### [WHAT YOU WILL DO]
Rewrite every line of the items below as a Markdown table with two columns, "No." for the row number and "Line" for the line itself. Leave out any blank lines.

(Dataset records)

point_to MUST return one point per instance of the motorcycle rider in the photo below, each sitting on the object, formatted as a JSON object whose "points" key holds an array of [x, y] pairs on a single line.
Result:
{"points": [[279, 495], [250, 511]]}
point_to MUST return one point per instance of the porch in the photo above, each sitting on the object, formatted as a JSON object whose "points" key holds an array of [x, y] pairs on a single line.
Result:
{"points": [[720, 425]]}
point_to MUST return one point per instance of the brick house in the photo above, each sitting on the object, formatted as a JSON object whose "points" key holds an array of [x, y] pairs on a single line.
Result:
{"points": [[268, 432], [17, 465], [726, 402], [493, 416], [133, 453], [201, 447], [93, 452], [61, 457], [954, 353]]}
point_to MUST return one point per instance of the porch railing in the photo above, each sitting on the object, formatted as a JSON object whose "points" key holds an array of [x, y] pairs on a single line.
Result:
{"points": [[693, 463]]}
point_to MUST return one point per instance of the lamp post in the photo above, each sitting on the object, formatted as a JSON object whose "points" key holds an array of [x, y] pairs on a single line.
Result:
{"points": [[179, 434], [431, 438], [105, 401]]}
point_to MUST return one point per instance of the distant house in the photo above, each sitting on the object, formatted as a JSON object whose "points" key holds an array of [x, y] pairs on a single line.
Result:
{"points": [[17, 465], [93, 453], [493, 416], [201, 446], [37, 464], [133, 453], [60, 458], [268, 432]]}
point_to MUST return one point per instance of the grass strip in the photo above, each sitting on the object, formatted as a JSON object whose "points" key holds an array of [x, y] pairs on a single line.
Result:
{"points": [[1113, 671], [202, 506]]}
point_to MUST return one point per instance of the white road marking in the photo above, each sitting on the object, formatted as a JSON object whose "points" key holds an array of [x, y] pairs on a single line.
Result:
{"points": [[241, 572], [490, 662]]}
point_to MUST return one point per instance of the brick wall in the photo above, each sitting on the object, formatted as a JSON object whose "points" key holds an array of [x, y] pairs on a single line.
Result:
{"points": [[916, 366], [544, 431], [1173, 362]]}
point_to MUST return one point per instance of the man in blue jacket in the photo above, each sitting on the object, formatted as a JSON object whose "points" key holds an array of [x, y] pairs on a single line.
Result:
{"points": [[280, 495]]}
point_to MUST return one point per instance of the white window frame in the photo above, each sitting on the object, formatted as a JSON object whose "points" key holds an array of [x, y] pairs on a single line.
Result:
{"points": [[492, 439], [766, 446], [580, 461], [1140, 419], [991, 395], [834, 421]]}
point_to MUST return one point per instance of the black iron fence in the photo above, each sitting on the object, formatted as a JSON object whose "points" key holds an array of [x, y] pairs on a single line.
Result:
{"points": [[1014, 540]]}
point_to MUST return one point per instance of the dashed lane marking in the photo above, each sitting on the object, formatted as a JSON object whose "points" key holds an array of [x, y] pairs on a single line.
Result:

### [FINAL ANSWER]
| No. | Line |
|---|---|
| 1 | point_to MUST return one point per instance of the motorcycle rider in the photo below, each sitting on the object, formatted as a JSON object whose "points" key holds an array of [x, y] pairs on a single line. |
| 2 | Result: |
| 3 | {"points": [[279, 495], [250, 511]]} |
| 4 | point_to MUST return one point per instance of the porch in the photo above, each sitting on the object, formatted as a JSON object whose "points" key holds an array of [x, y] pairs on a single line. |
| 5 | Result: |
| 6 | {"points": [[720, 425]]} |
| 7 | point_to MUST return one point per instance of the brick house in the photo above, each sitting on the object, formatted as a JSON object whose "points" key holds an array of [x, y] pairs on a single line. |
| 8 | Result: |
| 9 | {"points": [[268, 432], [17, 465], [726, 402], [493, 416], [133, 453], [201, 447], [93, 452], [61, 457], [954, 353]]} |
| 10 | point_to MUST return one point per instance of the porch railing in the photo above, each sitting on the object, formatted as a JSON object whose "points" key holds an array of [x, y] pairs on a single line. |
| 11 | Result: |
| 12 | {"points": [[693, 463]]} |
| 13 | point_to MUST return one point per instance of the lamp post in the photo above, each sitting on the object, formatted as a JSON object whose "points" key holds an array of [x, y] pairs on a single line. |
| 14 | Result: |
| 15 | {"points": [[179, 434], [431, 438], [105, 401]]} |
| 16 | point_to MUST return one point per instance of the distant house in the photo above, each sitting on the object, formatted as a JSON object whose "points" key holds an array of [x, y] pairs on a single line. |
| 17 | Result: |
| 18 | {"points": [[17, 465], [93, 453], [493, 416], [201, 446], [37, 464], [133, 453], [60, 458], [268, 432]]} |
| 19 | point_to MUST return one point per instance of the grass strip in the photo above, each sitting on the object, formatted as a JSON object whose "points" key holds an array of [x, y] pairs on a single line. |
| 20 | Result: |
| 21 | {"points": [[1113, 671], [202, 506]]} |
| 22 | point_to MUST return one point per instance of the white road marking in the photo above, each sitting on the object, formatted as a JSON object whose "points" key holds an array of [x, y] pairs on a single line. |
| 23 | Result: |
| 24 | {"points": [[241, 572], [490, 662]]} |
| 25 | point_to MUST return one point per instance of the brick wall in the photo above, each sitting on the object, formatted as a JSON object whose "points" key holds an array of [x, y] pairs on a single line. |
| 26 | Result: |
| 27 | {"points": [[916, 366], [544, 431], [1173, 362]]} |
| 28 | point_to MUST return one point per instance of the man in blue jacket in the photo above, each sitting on the object, formatted as a JSON object whose "points" key holds an array of [x, y] pairs on a single line. |
| 29 | Result: |
| 30 | {"points": [[280, 495]]} |
| 31 | point_to MUST return one point per instance of the white window frame in the photo above, each sitting on the object, formatted as a JSON object whose "points" key holds an array of [x, y] pairs on a single line. |
| 32 | Result: |
| 33 | {"points": [[492, 439], [766, 446], [580, 461], [1140, 419], [991, 395], [834, 421]]} |
| 34 | point_to MUST return one point per instance of the black iron fence in the photo above, each sitting on the object, formatted as a JSON object whose "points" key holds an array of [x, y] pairs on a single line. |
| 35 | Result: |
| 36 | {"points": [[1014, 540]]} |
| 37 | point_to MUST return one point per instance of the dashed lane marking in the photo above, each sitting on the object, formatted as a JSON object whose "points" key holds an array of [x, y] pairs on a single line. |
| 38 | Result: |